TASK TO COMPLETE: Write back every record verbatim.

RECORDS SHOWN Start Marker

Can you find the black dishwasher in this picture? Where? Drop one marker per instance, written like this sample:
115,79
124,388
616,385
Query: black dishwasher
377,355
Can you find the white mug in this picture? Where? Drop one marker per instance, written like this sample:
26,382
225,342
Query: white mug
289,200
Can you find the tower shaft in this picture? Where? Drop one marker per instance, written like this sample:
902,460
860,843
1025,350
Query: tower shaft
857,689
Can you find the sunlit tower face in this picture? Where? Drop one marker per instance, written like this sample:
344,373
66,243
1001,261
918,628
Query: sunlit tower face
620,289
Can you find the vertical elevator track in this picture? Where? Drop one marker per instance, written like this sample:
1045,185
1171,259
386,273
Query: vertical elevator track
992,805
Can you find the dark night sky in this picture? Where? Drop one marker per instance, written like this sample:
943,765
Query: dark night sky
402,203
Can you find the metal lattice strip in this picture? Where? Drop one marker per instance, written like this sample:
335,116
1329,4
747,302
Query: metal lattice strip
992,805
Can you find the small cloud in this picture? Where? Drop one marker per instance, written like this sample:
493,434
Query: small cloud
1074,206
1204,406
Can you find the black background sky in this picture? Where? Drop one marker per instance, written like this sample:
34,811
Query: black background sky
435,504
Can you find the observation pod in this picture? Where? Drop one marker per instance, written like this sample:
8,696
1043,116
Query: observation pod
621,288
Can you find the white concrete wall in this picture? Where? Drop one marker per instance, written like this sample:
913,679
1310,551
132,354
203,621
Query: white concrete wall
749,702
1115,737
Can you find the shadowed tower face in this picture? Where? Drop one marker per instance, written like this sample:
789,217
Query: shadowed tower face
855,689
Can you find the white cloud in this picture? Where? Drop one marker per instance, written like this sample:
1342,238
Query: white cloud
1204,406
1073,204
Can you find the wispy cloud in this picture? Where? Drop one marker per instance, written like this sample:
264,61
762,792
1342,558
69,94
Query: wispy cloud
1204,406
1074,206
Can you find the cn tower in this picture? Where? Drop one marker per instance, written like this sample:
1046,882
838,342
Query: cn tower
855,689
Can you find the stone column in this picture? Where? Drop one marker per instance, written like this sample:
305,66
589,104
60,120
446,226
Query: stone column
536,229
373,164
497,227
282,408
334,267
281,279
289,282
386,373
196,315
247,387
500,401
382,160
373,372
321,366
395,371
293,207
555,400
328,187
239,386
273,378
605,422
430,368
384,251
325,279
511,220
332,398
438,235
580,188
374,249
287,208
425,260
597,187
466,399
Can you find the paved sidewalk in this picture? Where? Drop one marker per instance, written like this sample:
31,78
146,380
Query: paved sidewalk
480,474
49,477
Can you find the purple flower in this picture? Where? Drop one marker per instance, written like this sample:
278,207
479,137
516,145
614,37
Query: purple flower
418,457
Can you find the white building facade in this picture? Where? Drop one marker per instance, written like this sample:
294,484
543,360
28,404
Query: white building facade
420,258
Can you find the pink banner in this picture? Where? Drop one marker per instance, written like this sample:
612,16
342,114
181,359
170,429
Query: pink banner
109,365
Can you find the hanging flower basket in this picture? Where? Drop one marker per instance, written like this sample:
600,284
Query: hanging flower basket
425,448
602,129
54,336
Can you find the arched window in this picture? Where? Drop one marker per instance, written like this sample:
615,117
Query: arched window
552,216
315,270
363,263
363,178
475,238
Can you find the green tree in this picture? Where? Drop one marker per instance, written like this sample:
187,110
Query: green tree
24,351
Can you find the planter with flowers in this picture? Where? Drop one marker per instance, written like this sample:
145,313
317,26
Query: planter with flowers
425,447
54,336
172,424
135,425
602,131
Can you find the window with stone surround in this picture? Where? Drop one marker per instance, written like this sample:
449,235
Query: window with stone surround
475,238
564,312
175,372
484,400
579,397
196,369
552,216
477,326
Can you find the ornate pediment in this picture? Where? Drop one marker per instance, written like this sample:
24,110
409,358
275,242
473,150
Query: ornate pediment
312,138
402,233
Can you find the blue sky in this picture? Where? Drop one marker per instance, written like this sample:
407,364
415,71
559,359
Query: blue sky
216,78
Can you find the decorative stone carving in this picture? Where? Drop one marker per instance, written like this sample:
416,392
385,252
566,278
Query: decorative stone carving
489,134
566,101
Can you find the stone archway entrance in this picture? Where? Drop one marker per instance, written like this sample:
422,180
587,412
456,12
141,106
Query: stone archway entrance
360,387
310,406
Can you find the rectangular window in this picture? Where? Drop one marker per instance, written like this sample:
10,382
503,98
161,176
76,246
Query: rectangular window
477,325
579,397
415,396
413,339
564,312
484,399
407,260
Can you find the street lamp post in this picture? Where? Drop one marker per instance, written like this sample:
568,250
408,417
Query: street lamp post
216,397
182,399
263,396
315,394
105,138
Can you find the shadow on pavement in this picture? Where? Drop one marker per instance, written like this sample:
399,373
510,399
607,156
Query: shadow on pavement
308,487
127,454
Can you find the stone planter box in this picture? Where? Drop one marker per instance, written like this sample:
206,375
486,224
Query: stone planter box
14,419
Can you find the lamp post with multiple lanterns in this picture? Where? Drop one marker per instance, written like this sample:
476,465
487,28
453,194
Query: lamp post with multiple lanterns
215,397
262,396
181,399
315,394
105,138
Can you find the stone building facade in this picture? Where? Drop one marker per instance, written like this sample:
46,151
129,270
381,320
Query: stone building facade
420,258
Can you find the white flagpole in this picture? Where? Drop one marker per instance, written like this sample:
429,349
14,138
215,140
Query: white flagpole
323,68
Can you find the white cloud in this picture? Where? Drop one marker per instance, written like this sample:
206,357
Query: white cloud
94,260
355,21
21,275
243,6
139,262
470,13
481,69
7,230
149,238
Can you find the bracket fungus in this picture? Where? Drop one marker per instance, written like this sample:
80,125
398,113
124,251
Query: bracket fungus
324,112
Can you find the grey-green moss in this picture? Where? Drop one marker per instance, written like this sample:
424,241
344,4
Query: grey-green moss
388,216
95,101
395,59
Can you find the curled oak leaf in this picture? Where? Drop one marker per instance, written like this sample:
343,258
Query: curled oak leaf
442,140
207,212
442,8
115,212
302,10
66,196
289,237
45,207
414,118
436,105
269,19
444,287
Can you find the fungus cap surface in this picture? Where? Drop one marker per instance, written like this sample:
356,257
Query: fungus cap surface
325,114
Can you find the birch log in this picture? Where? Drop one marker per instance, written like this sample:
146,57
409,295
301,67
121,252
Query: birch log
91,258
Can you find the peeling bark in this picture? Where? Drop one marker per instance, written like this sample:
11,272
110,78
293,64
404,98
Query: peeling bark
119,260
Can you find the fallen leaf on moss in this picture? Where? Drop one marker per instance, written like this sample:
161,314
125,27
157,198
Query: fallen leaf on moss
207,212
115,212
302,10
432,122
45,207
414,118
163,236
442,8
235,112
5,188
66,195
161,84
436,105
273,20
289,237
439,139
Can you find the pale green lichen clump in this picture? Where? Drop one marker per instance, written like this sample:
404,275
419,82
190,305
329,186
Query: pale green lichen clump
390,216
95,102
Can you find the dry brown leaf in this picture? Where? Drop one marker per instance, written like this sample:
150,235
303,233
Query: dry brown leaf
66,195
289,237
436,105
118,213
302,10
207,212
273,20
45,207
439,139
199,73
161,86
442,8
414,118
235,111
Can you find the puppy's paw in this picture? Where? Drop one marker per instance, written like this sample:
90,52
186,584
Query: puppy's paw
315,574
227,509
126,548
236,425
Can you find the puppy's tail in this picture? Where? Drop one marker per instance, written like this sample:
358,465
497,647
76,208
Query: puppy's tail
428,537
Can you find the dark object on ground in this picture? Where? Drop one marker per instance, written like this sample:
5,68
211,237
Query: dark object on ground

RECORDS SHOWN End Marker

THE COMPLETED TASK:
Can you find the black dishwasher in this picture? Where? Drop one marker per instance, written like this sample:
115,79
124,388
616,385
Query: black dishwasher
377,355
Can you find the white mug in this picture? Where? Drop one marker per instance, written like this sample:
26,382
225,342
Query: white mug
289,200
Can you find the tower shaft in this picture? Where? Drop one marker per instance, written like this sample:
902,460
860,843
1025,350
Query: tower shaft
857,689
Can you find the sunlit tower face in this picture? Where? Drop one marker per instance, written like this sample:
344,373
66,243
1001,261
918,628
Query: sunlit tower face
620,289
Can you find the vertical elevator track in this picture? Where? Drop one marker per instance, written like this sample:
1045,185
1171,259
386,273
Query: vertical elevator track
992,805
Can you find the dark night sky in this picture? Where? Drop one marker per instance, written like this sample:
943,765
Query: dark night sky
402,203
Can you find the metal lattice strip in this picture? Where? Drop one marker per instance, written like this sample:
335,116
1329,4
747,302
Query: metal lattice strip
992,805
Can you find the small cloud in this picture? Where? Drop one marker per instance, written like this sample:
493,434
Query: small cloud
1074,206
1204,406
Can you find the black background sky in this picture? Where? Drop one marker per instance, written like this sample:
34,811
Query: black background sky
435,504
Can you find the observation pod in this picture? Where? Drop one marker per instance, written like this sample:
8,696
1043,116
Query: observation pod
621,288
Can you find the white concrete wall in this picture? Where? Drop one marker per instance, written like this sample:
913,679
1310,551
132,354
203,621
Query: white concrete wall
749,702
1115,737
Can you find the shadowed tower face in this picture? Where? Drop one marker per instance, written like this sample:
789,217
Query: shadowed tower face
855,689
Can you find the white cloud in this picture? Where? Drop one marker per instance, written like this sample:
1342,238
Query: white cloud
1204,406
1073,204
Can you find the wispy cloud in this picture? Where? Drop one marker per instance, written like this sample:
264,61
762,792
1342,558
69,94
Query: wispy cloud
1204,406
1074,206
Can you find the cn tower in this picture? Where? Drop one marker per instance, written like this sample:
1046,882
838,342
Query: cn tower
855,689
Can you find the stone column in this picture? Where? Drop one marker per instance, written like this sample:
305,66
589,104
60,120
446,226
Query: stone column
536,229
373,164
497,227
282,408
334,267
281,279
289,282
386,373
196,315
247,387
500,401
382,160
373,372
321,366
395,371
293,207
555,400
328,187
239,386
273,378
605,422
430,368
384,251
325,279
511,220
332,398
438,235
580,188
374,249
287,208
425,260
597,187
466,399
Can you find the paved sidewalk in this picture? Where? Drop one marker per instance, written like this sample:
31,78
146,380
Query: paved sidewalk
480,474
49,477
Can you find the purple flower in this picture? Where? Drop one marker per instance, written like this sample:
278,207
479,137
516,145
614,37
Query: purple flower
418,457
Can you find the white building facade in this picture? Where? Drop one marker per instance, written like this sample:
294,484
543,360
28,404
Query: white building facade
420,258
Can you find the pink banner in this picture? Where? Drop one marker per instance, written like this sample:
612,16
342,114
181,359
170,429
Query: pink banner
109,365
Can you find the hanging flower basket in this picture? Where? Drop one marker per instance, written like this sample:
600,284
Query: hanging flower basket
425,448
602,129
54,336
Can you find the arched window in this picture? Where? Drop one marker per instance, written like this sample:
615,117
Query: arched window
552,216
315,270
363,263
363,178
475,238
Can you find the green tree in this picture? Where? Drop one marker per instance, written like this sample:
187,110
Query: green tree
24,351
Can you find the planter with flowers in this picture? Where? Drop one marker per instance, written like this sample:
145,313
317,26
Query: planter with flowers
425,447
54,336
172,424
135,425
602,131
Can you find the window with stone surround in this picture? Where? Drop one marker per instance, written like this sample:
449,235
Query: window with stone surround
475,238
564,312
175,372
484,400
579,397
196,369
552,216
477,326
Can you find the ornate pediment in this picture? Where? Drop one marker per instance, written like this sample:
24,110
409,358
275,242
473,150
Query: ornate pediment
312,138
402,233
Can you find the blue sky in this picture? Where? Drop one marker per instance, written like this sample:
407,364
415,71
559,359
Query: blue sky
216,78
Can you find the decorative stone carving in this picture? Where? Drop one marker per instance, written like this sample:
416,392
385,252
566,278
Query: decorative stone carving
489,134
566,101
Can you find the stone archway entrance in this picture? Where? Drop one marker per instance, written like this sample:
422,180
587,412
456,12
141,106
Query: stone archway entrance
360,387
310,406
Can you find the rectangular window in this picture? Where? Drop one marker per instance, written like this sample:
10,382
503,98
161,176
76,246
Query: rectangular window
477,325
579,397
415,396
413,339
564,312
484,399
407,260
Can you find the street lamp post in this picture? Where? Drop one marker per instance, written like this sample:
568,250
408,417
Query: street lamp post
216,397
182,399
263,396
315,394
105,138
Can you find the shadow on pavement in this picture? Where? Drop one marker per instance, written like this sample:
399,373
510,399
607,156
Query: shadow on pavement
308,487
127,454
Can you find the stone planter box in this picture? Where? Drop one marker per instance, written like this sample:
206,375
486,224
Query: stone planter box
14,419
Can you find the lamp post with multiple lanterns in this picture? Where? Drop one marker per instance, written like this sample:
476,465
487,28
453,194
Query: lamp post with multiple lanterns
215,397
262,396
181,399
315,394
105,138
Can you find the stone building facade in this picture? Where? Drop one marker per instance, written like this sample:
46,151
129,270
381,320
Query: stone building facade
420,258
Can you find the white flagpole in this picture? Where? Drop one marker per instance, written like this sample:
429,349
14,138
215,140
Query: white flagpole
323,68
Can you find the white cloud in this picture? Where? Drop one marker per instance, written like this sample:
206,357
Query: white cloud
94,260
355,21
21,275
243,6
139,262
470,13
481,69
7,230
149,238
Can you find the bracket fungus in this picture? Where? Drop one marker per instance, written like this sample:
80,125
398,113
124,251
Query: bracket fungus
324,112
Can you find the grey-green moss in this picture? Where? Drop one marker per instance, written like this sample:
424,241
344,4
Query: grey-green moss
388,216
95,101
395,59
Can you find the curled oak leaf in this picture? Where? Drop one marker per instance, written like this sample:
343,258
Query: curled oak leaf
442,140
207,212
442,8
115,212
302,10
66,196
289,237
45,207
414,118
436,105
269,19
444,287
Can you find the fungus cap surface in this picture? Where? Drop one marker per instance, written like this sample:
356,257
Query: fungus cap surface
325,114
Can you find the birch log in this picture? Where? Drop one marker per instance, written like this sample:
146,57
409,295
301,67
121,252
Query: birch log
91,258
Can you find the peeling bark in this picture? Where? Drop one marker per instance, written like this sample:
11,272
110,78
293,64
404,98
Query: peeling bark
119,260
Can you find the fallen leaf on moss in this picture? Where? Drop one marker per instance, written like this sample:
161,314
125,27
157,198
Query: fallen leaf on moss
207,212
115,212
302,10
432,122
45,207
414,118
163,236
442,8
235,112
5,188
66,195
161,84
436,105
273,20
289,237
439,139
Can you find the pale green lichen clump in this picture? Where? Drop one marker per instance, written like this sample:
404,275
419,82
190,305
329,186
Query: pale green lichen clump
390,216
95,102
Can you find the dry brown leaf in this picture? Where? Drop one marker per instance, written like this sample:
150,235
303,233
Query: dry brown leaf
66,195
289,237
436,105
118,213
302,10
207,212
273,20
45,207
439,139
199,73
161,86
442,8
414,118
235,111
Can you find the puppy's paw in this picture? Where? Drop one marker per instance, written like this sample:
90,52
186,584
Query: puppy's paw
315,574
227,509
126,548
236,425
Can you find the puppy's tail in this picture? Where? Drop one marker per instance, written like this sample:
358,465
497,647
76,208
Query: puppy's tail
428,537
Can you find the dark object on ground in this picture? Where? Drop one marker per instance, written like this sample:
5,68
211,237
Query: dark object on ground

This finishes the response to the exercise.